AIM OF THE EXERCISE: Write out the full listing exactly as given, minus the images.

--- begin INFORMATION PROVIDED ---

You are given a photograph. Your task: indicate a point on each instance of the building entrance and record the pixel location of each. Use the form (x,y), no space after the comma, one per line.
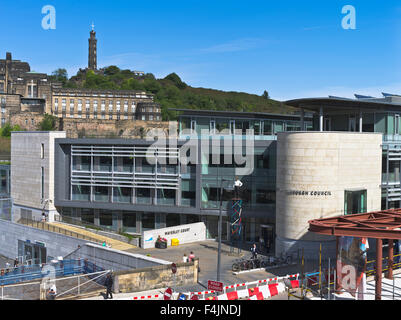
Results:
(266,237)
(32,253)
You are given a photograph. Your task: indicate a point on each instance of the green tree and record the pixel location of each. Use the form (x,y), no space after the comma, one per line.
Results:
(176,80)
(111,70)
(265,95)
(60,75)
(7,129)
(48,123)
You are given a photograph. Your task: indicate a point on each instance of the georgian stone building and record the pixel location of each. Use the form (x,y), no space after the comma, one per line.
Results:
(104,104)
(29,95)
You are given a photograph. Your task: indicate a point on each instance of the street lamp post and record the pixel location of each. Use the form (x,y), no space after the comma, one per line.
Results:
(219,231)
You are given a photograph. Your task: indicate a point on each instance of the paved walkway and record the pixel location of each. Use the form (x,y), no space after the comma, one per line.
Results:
(115,244)
(206,251)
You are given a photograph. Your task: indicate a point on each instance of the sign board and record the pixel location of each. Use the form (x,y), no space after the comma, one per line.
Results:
(173,268)
(167,294)
(182,296)
(215,285)
(187,233)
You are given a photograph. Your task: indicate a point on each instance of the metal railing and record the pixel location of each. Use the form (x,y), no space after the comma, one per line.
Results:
(37,271)
(81,223)
(49,227)
(371,265)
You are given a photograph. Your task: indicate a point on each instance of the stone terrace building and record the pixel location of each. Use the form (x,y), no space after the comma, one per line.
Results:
(103,104)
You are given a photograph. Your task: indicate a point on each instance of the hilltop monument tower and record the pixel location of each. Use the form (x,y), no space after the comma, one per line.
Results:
(92,60)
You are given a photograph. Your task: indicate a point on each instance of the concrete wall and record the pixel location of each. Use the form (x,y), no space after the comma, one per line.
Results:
(26,163)
(313,171)
(156,277)
(185,233)
(56,244)
(116,260)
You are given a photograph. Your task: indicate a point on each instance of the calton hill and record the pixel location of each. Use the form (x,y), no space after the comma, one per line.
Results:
(171,92)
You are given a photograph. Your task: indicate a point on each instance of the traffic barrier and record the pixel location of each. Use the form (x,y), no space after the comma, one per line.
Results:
(264,290)
(294,284)
(156,296)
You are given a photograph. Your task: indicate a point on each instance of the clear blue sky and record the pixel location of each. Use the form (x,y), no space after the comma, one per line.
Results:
(291,48)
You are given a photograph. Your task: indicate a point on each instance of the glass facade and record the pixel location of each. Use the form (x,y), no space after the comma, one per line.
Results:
(355,202)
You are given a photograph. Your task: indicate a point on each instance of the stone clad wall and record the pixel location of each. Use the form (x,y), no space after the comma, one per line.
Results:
(156,277)
(77,128)
(313,171)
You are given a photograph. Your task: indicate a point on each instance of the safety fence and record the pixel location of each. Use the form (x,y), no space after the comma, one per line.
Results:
(255,290)
(371,265)
(37,271)
(71,287)
(52,228)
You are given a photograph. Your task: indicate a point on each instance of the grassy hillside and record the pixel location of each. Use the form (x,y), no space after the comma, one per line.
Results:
(171,92)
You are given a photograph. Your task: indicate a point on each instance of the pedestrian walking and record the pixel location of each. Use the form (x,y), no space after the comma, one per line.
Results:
(191,256)
(52,293)
(237,185)
(109,285)
(254,252)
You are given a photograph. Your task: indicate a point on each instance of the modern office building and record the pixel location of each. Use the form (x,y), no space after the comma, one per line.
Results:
(32,174)
(110,183)
(338,156)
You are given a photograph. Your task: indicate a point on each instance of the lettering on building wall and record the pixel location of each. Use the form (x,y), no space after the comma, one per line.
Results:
(308,193)
(176,231)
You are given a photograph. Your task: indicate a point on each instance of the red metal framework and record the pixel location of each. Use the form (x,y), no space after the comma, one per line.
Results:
(379,225)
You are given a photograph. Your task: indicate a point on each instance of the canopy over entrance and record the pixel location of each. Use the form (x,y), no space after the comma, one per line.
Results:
(378,225)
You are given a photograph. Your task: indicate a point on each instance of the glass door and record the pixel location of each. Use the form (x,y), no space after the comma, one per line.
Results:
(354,202)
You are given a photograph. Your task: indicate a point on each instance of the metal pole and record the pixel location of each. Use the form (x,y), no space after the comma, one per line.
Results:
(302,274)
(320,270)
(379,264)
(328,281)
(219,231)
(390,259)
(335,279)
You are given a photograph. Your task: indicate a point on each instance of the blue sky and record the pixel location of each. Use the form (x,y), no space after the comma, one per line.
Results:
(291,48)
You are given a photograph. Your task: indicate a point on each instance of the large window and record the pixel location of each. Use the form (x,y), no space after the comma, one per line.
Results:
(88,215)
(143,196)
(188,188)
(148,221)
(129,221)
(81,163)
(355,201)
(123,164)
(105,218)
(81,193)
(102,164)
(122,195)
(166,196)
(101,194)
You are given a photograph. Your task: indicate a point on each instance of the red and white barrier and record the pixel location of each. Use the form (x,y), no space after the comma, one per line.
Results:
(264,289)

--- end INFORMATION PROVIDED ---

SOLUTION:
You are given a photograph. Your task: indicate a point on each instance of the building entrance and record the pixel location of each. Use the form (x,y), no space after the comma, one per line.
Results:
(266,237)
(32,253)
You are given a photograph. Your task: indicate a point on each instance of the green tree and record the pixel location of each. Use the form (x,y), no space after the comma, one per line.
Results:
(176,80)
(111,70)
(265,95)
(60,75)
(7,129)
(48,123)
You are given a photograph. Your task: indicate a point on each instance of the georgian stone building and record the pixel location of each. Use the form (x,y), no space after the comma, one per line.
Results:
(104,104)
(29,95)
You are given a photograph. Your task: indicate a point on each instance of the street lamp post and record the pixel location of each. Use the form (x,y), no space after the comma, one per line.
Results:
(219,231)
You are given a photograph. Your task: indicate a point on each instance of the paved walkway and record the pixel location of each. Use the form (x,y), no space after the comma, one per line.
Results:
(115,244)
(206,251)
You are given a photograph. Your task: indicate a point on each instance of the sign board and record the pixel location of each. Use the form (x,y), no space after the comma, one per line.
Results:
(173,268)
(167,294)
(182,296)
(215,285)
(187,233)
You are given a photograph. Your task: indicate a point on each instance of the metal railing and record the pixel location of each. Use the form (x,y), no space after the comma, one per line.
Results:
(37,271)
(81,223)
(49,227)
(371,265)
You are given a photograph. Your task: indicate a point on each instance of the stone terrace building and record the pixel location of each. Use the form (x,y), no space after the comma, one per line.
Results:
(103,104)
You are given a photograph. Your task: indicate a point on each instance of the hilltop monument tower and record the pixel location of each. Use the form (x,y), no space after the comma, one per line.
Results:
(92,60)
You are given a photograph. Your task: indicate a point on each instance of the concrete wall and record the pixel location of each. Use the form (x,y), no space after the comma, one per line.
Results:
(26,163)
(313,171)
(156,277)
(185,233)
(56,244)
(116,260)
You are given a photograph. Your task: indicate a point on each instance of the calton hill and record the pixel location of each. Use the form (x,y), no space after the comma, one per line.
Results:
(171,92)
You are given a photograph. Your task: indicate a point on each instance of the traffic barrier and record the pixel location of each. Use the form (x,y), no space after the comma, one per line.
Results:
(264,290)
(294,284)
(156,296)
You are given a photograph. Your task: indicate a point on each instance of the clear blue sky and record the pixel location of each. Use the form (x,y), no space after the comma, one per line.
Results:
(291,48)
You are given a photograph. Your task: indicate a point on each instance of the glass facade and record the pixel location of each. Use the form (x,y), no space after the comma, one per line.
Results:
(355,202)
You are given a photograph. Your task: indicate a point on each instance of the stone clad wall and record the pixel location of each. Use the form (x,y), no space after the comma, one per line.
Results:
(156,277)
(77,128)
(313,171)
You are given a photograph. Your task: indicate a point on each instance of the safety fence and record the pixel location of each. Use the form (x,y), no space after the comma, one per line.
Results:
(255,290)
(371,265)
(37,271)
(71,287)
(52,228)
You are given a photograph. Your task: indicate a point on each instance of the grassy hillside and record the pixel location of each. Use the form (x,y), no space after the comma, one per line.
Results:
(171,92)
You are given a photograph. Your task: indicate a point on each instance of the pedestrian walking and record the pixel location of each. Use the form (x,y), no space after the comma, one per line.
Results:
(191,256)
(52,293)
(237,185)
(109,285)
(254,252)
You are given a photograph. Your task: indicate a point on each instance of the modern office building and record the pixel location of each. Use the form (x,y), no space after the comma, one per line.
Results:
(32,174)
(110,183)
(338,156)
You are given a photograph. Your task: indicate a point on each instance of the lettering on building wall and record the pixel location of each. Use the form (x,y), no space after the comma, one per line.
Results:
(308,193)
(176,231)
You are given a photograph. Your task: indicate a point on each instance of the red metal framework and record the pixel location of each. Use the form (x,y), no space after the comma, one per line.
Results:
(379,225)
You are given a photograph. Your task: indicate a point on each instance of the canopy over entrance and record the pixel location of each. Use the form (x,y), no space after the comma, one per line.
Results:
(378,225)
You are given a photograph. Your task: indicate a point on each instance of the glass door and record the pixel location of each. Use the form (x,y), no space after the comma, one per line.
Results:
(354,202)
You are given a photograph. Your task: indicate a point on each instance of the metal pole and record the pixel location of each. Use the form (x,y), no space after the comma, one per line.
Results:
(302,274)
(320,270)
(379,264)
(328,281)
(219,231)
(390,259)
(335,279)
You are given a photograph. Your task: indicate a point on each instance of the blue sky and record the pixel location of each. Use the form (x,y), no space after the comma, one per line.
Results:
(291,48)
You are given a photograph. Your task: indicate a point on each instance of the large window and record the pixel location of each. Use the form (x,y), no space after the comma, one per line.
Results:
(88,215)
(143,196)
(188,188)
(148,221)
(129,221)
(81,163)
(355,201)
(123,164)
(105,218)
(81,193)
(102,164)
(122,195)
(166,196)
(101,194)
You are given a photograph. Your task: indicate a point on each instance of the red and white barrier and record the pixel location of each. Use the form (x,y), no space after the comma, one per line.
Results:
(264,289)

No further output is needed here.